▶ _PROBLEM DESCRIPTION_
Starting with the line containing "of the concrete" and going on through the end of the entries, write out every line again, entry text included. Scale each point coordinate in the answers by 1.6, rounding to whole numbers with halves rounded up.

▶ _GIVEN DATA_
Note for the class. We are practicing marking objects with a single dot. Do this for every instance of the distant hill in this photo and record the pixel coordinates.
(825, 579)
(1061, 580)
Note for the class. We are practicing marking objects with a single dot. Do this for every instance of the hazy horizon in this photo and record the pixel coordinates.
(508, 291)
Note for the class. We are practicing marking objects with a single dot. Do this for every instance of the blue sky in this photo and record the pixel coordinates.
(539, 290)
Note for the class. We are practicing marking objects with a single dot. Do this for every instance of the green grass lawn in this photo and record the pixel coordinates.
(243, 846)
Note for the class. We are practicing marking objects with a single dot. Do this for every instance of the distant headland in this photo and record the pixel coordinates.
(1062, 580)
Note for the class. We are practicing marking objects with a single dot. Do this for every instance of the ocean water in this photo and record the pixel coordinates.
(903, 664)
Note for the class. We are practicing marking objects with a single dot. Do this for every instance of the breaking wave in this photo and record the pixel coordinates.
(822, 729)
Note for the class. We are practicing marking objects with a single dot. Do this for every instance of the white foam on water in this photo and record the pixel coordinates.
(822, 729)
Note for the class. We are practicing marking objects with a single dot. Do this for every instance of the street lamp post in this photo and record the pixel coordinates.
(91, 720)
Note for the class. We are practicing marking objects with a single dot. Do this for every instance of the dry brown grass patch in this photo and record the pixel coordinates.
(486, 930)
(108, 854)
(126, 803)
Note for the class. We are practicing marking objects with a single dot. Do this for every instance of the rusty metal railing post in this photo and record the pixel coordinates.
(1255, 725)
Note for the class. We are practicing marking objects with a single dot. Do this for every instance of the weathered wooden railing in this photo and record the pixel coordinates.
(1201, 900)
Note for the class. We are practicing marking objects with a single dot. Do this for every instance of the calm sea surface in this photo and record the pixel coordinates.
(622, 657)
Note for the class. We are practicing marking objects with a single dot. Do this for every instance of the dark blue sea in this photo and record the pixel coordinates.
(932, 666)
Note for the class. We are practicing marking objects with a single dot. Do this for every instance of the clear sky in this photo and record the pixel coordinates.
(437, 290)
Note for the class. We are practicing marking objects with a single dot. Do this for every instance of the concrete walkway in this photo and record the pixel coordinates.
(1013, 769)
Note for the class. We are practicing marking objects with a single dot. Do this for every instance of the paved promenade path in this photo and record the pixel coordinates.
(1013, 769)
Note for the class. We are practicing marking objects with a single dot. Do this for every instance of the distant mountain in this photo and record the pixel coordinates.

▶ _THE REPLY_
Note for the class. We are practicing marking objects with a single dot. Do this for every instance of the concrete walkway in this photo and record the pixel coordinates.
(1621, 1230)
Note for the class. We are practicing marking objects with a single dot. Do this for every instance of the paved promenade path in this photo and record the pixel coordinates.
(1621, 1230)
Note for the class. We are practicing marking objects with a single dot. Do this for every instance of the distant mountain in this photo and record the pixel coordinates.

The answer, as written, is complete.